— begin INPUT ROWS —

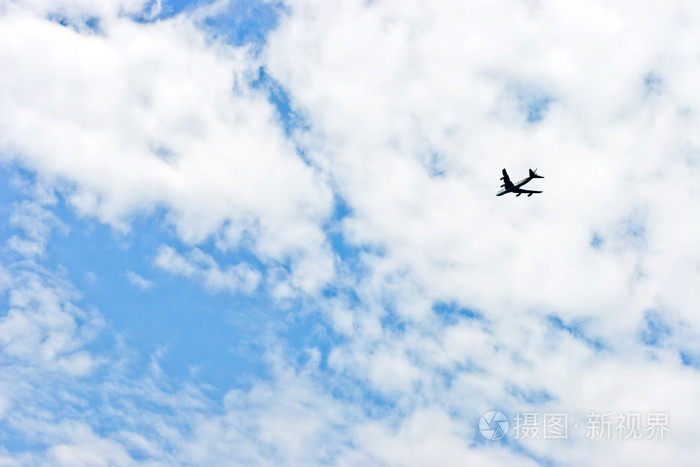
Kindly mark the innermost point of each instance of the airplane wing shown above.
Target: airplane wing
(520, 191)
(506, 180)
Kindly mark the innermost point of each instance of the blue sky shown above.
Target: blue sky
(265, 233)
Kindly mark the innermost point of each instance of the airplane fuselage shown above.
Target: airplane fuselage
(514, 187)
(510, 187)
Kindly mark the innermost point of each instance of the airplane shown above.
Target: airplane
(510, 187)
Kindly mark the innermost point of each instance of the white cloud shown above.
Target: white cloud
(199, 265)
(143, 116)
(410, 122)
(138, 281)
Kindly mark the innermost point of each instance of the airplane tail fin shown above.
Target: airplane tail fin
(533, 174)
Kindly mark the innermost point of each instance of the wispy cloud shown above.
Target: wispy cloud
(138, 281)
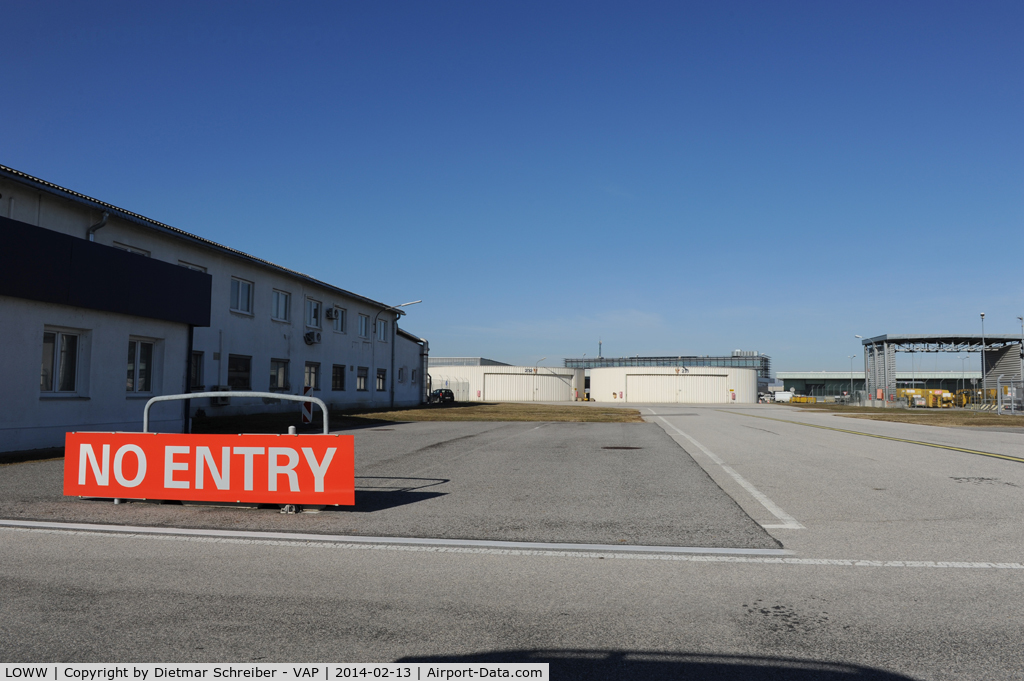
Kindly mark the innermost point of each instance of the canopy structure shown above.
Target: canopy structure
(998, 352)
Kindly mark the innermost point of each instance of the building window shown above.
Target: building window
(240, 372)
(281, 303)
(312, 375)
(196, 372)
(242, 296)
(312, 313)
(279, 374)
(139, 367)
(59, 372)
(339, 320)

— end INPUT ROWS —

TO BE DONE: Print all of the lines above again without changing any of them, and leave out the pictures.

WORKED SOLUTION:
Kindly mark the innermost point of each instance of the airplane wing shown above.
Target: airplane wing
(520, 191)
(506, 180)
Kindly mark the innermost point of each instance of the blue sky shown above.
Target: blue sky
(265, 233)
Kindly mark the innermost point of each instance of the airplane fuselage shown above.
Target: airplane fuselage
(514, 187)
(510, 187)
Kindly mark the innermost point of each instance of the airplane shown above.
Target: airplane
(510, 187)
Kindly mark the innermost point of each instance of the white cloud shown above.
Target: white cloud
(199, 265)
(143, 116)
(410, 122)
(138, 281)
Kindly mark the innermost point of each instance of the airplane tail fin shown above.
Target: airplane tail fin
(533, 174)
Kindly mark the innermost point of each instance of the wispy cloud shown above.
Target: wispy cloud
(138, 281)
Kindly mark the innermost point of each instance of the canopy structure shown above.
Target: canopy structure
(998, 352)
Kindly mark the innermost point of each instance of the building window shown above.
Target: building window
(240, 372)
(281, 303)
(312, 375)
(196, 372)
(242, 296)
(312, 313)
(279, 374)
(139, 367)
(59, 372)
(339, 320)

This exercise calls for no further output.